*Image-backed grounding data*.
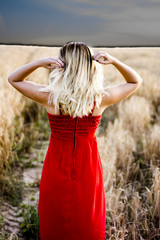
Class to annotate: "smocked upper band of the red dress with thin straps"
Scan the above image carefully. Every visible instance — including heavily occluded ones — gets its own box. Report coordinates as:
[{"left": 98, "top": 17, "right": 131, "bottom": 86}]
[{"left": 47, "top": 101, "right": 101, "bottom": 136}]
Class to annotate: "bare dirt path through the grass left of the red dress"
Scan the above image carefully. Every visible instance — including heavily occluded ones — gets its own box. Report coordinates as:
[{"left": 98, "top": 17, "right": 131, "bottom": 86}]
[{"left": 0, "top": 141, "right": 48, "bottom": 240}]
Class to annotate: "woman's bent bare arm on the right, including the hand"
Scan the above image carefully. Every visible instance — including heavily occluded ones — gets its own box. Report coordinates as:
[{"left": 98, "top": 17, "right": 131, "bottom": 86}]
[{"left": 94, "top": 51, "right": 142, "bottom": 107}]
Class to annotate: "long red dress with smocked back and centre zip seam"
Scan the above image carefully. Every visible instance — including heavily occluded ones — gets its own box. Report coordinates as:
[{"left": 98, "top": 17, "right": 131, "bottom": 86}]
[{"left": 38, "top": 102, "right": 106, "bottom": 240}]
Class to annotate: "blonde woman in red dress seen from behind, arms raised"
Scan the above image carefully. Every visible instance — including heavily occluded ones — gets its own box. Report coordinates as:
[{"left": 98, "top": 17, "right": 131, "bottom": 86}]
[{"left": 8, "top": 42, "right": 142, "bottom": 240}]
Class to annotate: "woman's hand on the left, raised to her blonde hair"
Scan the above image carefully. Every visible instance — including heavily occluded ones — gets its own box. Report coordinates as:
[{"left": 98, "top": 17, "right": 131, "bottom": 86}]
[{"left": 38, "top": 57, "right": 64, "bottom": 69}]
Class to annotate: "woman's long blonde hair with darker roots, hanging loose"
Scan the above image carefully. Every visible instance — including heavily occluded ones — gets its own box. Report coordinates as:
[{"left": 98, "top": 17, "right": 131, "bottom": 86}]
[{"left": 40, "top": 42, "right": 109, "bottom": 117}]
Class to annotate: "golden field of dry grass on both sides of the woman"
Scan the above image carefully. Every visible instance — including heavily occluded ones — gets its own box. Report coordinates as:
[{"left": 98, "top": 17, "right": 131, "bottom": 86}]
[{"left": 0, "top": 45, "right": 160, "bottom": 240}]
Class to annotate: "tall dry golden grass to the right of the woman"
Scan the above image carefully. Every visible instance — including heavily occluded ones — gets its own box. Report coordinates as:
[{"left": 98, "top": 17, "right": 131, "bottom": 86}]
[{"left": 98, "top": 48, "right": 160, "bottom": 240}]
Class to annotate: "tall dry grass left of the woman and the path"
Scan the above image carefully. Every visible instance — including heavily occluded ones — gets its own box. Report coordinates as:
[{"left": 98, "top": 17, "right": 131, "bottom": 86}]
[{"left": 0, "top": 46, "right": 55, "bottom": 204}]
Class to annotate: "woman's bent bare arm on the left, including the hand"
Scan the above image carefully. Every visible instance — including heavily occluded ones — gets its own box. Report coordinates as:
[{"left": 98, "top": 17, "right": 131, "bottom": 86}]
[{"left": 8, "top": 57, "right": 63, "bottom": 104}]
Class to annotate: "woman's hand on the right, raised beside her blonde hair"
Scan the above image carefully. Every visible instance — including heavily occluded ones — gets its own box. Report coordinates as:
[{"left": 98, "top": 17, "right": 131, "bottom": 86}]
[{"left": 94, "top": 51, "right": 115, "bottom": 64}]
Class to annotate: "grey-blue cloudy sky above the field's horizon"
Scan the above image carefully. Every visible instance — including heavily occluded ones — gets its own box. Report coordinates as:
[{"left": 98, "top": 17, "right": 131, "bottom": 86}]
[{"left": 0, "top": 0, "right": 160, "bottom": 47}]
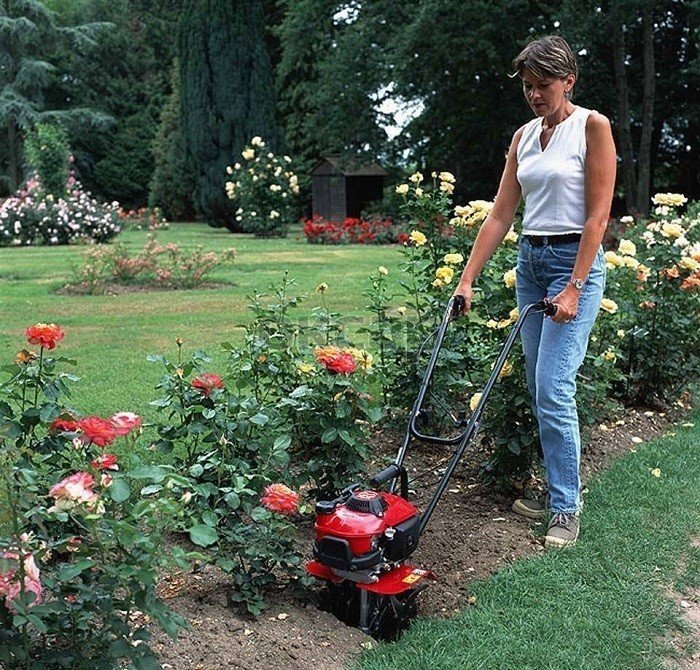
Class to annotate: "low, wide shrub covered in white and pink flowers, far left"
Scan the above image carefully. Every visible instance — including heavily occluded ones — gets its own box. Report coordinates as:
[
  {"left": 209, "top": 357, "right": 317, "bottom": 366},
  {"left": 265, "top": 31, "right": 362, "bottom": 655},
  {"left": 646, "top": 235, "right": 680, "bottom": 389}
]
[{"left": 0, "top": 177, "right": 121, "bottom": 246}]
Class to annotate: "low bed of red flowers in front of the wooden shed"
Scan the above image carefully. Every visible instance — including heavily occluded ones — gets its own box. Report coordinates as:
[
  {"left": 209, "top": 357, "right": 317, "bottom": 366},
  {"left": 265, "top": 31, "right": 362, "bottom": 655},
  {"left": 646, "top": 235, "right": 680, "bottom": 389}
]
[{"left": 304, "top": 216, "right": 408, "bottom": 244}]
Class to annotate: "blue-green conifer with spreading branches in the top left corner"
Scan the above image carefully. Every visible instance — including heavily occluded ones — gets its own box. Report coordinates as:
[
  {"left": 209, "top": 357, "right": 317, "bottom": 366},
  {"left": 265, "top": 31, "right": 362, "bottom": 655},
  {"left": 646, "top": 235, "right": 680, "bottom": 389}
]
[{"left": 0, "top": 0, "right": 106, "bottom": 190}]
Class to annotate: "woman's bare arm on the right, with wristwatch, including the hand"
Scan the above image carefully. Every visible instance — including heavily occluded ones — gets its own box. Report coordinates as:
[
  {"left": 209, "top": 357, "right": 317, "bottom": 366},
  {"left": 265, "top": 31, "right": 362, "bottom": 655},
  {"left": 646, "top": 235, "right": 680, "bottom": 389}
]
[{"left": 552, "top": 114, "right": 617, "bottom": 323}]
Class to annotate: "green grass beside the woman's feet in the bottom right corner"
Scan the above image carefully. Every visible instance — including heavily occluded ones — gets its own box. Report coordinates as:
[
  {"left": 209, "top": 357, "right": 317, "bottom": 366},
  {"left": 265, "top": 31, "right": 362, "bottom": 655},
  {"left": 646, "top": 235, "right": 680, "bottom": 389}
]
[{"left": 360, "top": 412, "right": 700, "bottom": 670}]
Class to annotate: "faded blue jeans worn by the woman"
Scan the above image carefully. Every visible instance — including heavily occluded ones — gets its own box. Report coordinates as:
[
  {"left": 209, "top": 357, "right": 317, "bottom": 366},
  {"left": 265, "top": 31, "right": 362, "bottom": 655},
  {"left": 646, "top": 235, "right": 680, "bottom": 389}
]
[{"left": 516, "top": 237, "right": 605, "bottom": 514}]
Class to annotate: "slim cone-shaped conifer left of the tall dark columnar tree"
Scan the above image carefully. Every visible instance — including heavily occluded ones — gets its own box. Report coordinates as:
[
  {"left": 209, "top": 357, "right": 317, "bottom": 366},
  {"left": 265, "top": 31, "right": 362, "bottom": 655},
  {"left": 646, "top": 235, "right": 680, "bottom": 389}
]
[{"left": 148, "top": 60, "right": 194, "bottom": 221}]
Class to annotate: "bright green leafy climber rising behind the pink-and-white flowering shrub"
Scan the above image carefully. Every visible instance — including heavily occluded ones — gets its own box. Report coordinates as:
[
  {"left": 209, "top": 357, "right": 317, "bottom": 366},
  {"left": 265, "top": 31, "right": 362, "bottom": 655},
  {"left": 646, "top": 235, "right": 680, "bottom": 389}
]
[{"left": 24, "top": 123, "right": 70, "bottom": 198}]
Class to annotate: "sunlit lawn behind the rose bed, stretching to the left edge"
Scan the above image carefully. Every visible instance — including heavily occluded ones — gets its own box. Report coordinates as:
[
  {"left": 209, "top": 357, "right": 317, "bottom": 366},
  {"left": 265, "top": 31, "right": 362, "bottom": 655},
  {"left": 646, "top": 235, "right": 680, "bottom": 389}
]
[{"left": 0, "top": 224, "right": 399, "bottom": 418}]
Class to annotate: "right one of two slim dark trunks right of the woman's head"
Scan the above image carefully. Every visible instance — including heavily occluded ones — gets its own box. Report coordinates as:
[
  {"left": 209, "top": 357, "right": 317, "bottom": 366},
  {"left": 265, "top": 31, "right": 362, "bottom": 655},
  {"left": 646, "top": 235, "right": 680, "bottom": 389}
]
[{"left": 636, "top": 8, "right": 656, "bottom": 215}]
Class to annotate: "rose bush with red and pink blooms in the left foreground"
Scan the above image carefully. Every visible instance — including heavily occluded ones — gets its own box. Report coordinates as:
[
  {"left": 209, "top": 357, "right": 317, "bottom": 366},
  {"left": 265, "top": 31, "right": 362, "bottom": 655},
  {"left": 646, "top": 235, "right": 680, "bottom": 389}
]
[{"left": 0, "top": 324, "right": 187, "bottom": 670}]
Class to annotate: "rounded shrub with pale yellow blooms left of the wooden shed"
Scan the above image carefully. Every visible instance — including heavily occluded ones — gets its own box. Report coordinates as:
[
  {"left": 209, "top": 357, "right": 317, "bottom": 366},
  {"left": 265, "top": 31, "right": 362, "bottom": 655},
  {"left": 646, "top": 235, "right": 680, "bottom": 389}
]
[{"left": 226, "top": 137, "right": 299, "bottom": 237}]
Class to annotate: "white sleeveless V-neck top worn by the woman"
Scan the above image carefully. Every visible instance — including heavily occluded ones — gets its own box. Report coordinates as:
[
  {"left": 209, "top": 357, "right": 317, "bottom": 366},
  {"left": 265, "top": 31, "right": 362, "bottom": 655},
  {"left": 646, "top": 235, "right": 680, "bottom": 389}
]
[{"left": 517, "top": 107, "right": 593, "bottom": 235}]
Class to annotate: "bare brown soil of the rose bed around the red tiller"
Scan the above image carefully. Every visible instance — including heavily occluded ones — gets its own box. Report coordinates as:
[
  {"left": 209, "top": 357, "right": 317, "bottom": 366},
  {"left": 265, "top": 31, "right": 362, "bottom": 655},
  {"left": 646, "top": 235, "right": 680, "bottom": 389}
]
[{"left": 154, "top": 402, "right": 697, "bottom": 670}]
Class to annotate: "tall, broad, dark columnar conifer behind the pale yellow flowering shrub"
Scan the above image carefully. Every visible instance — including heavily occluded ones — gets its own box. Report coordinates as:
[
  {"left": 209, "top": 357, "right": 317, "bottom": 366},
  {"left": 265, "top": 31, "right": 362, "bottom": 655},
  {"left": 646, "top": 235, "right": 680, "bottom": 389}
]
[{"left": 178, "top": 0, "right": 281, "bottom": 230}]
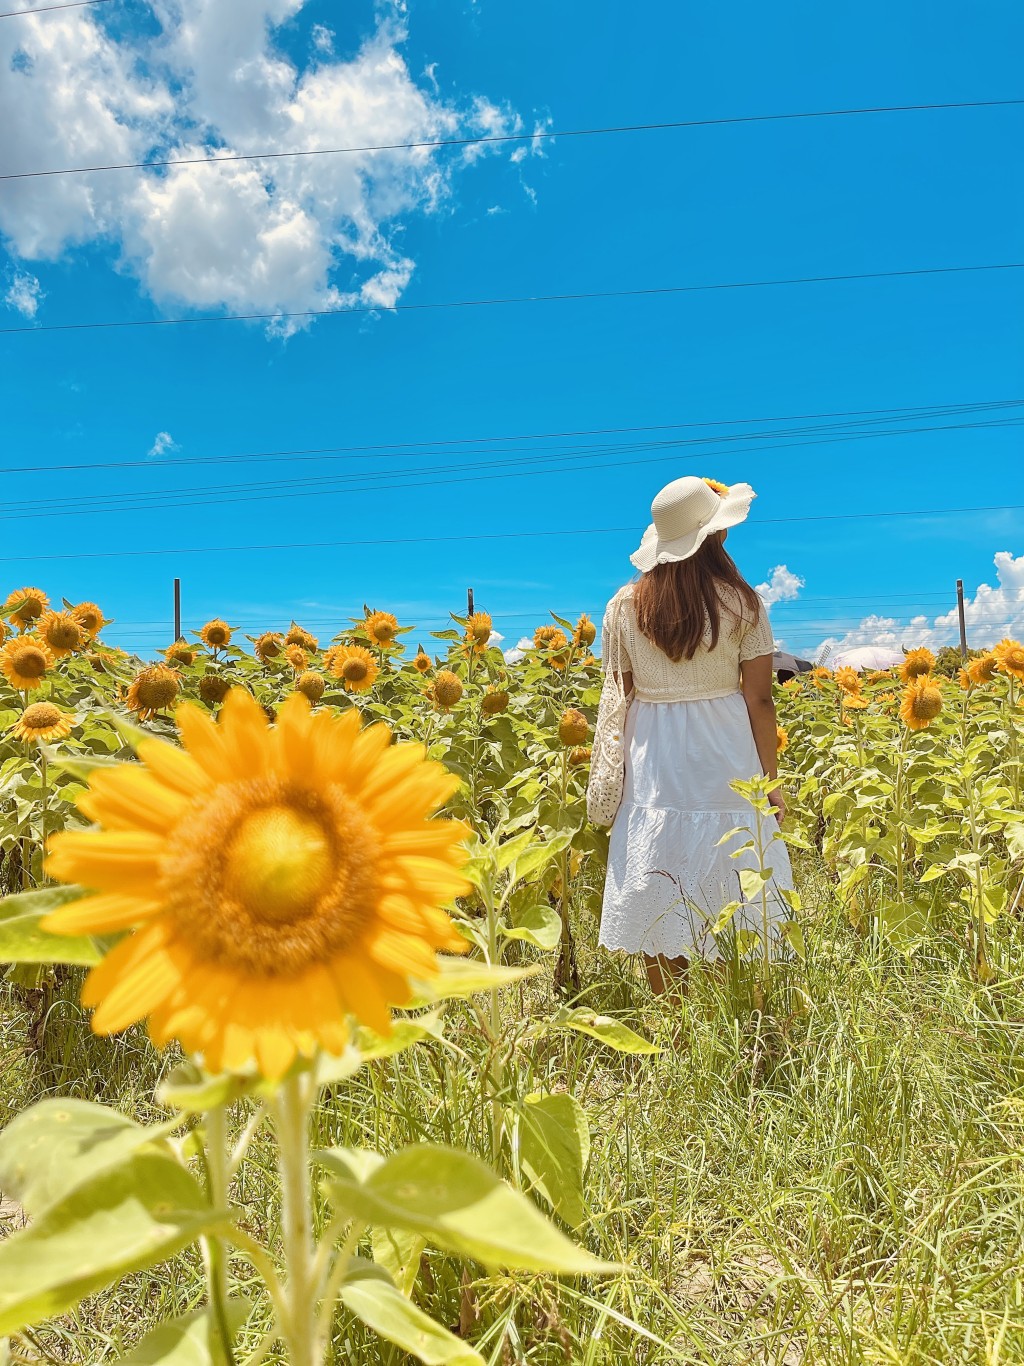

*Description of the task*.
An exact copy of the lines above, from the first through the line that holds "the right, including", is what is needed; leave the pictures out.

*Task output*.
Class to annotate: "smocked upper band of the red dress with thin straps"
Scan the above image carefully. Every visible instance — including heavily occluded ones — gets its own box. Report coordinates as:
[{"left": 98, "top": 17, "right": 131, "bottom": 86}]
[{"left": 47, "top": 101, "right": 101, "bottom": 136}]
Class to annotate: "bare dirt path through the grass left of the red dress"
Scan the above image carefully. Every visible instance — including heavily occluded ones — gets its own box. Report coordinates as:
[{"left": 98, "top": 17, "right": 131, "bottom": 86}]
[{"left": 0, "top": 141, "right": 48, "bottom": 240}]
Class to annotate: "woman's bent bare arm on the right, including the hand"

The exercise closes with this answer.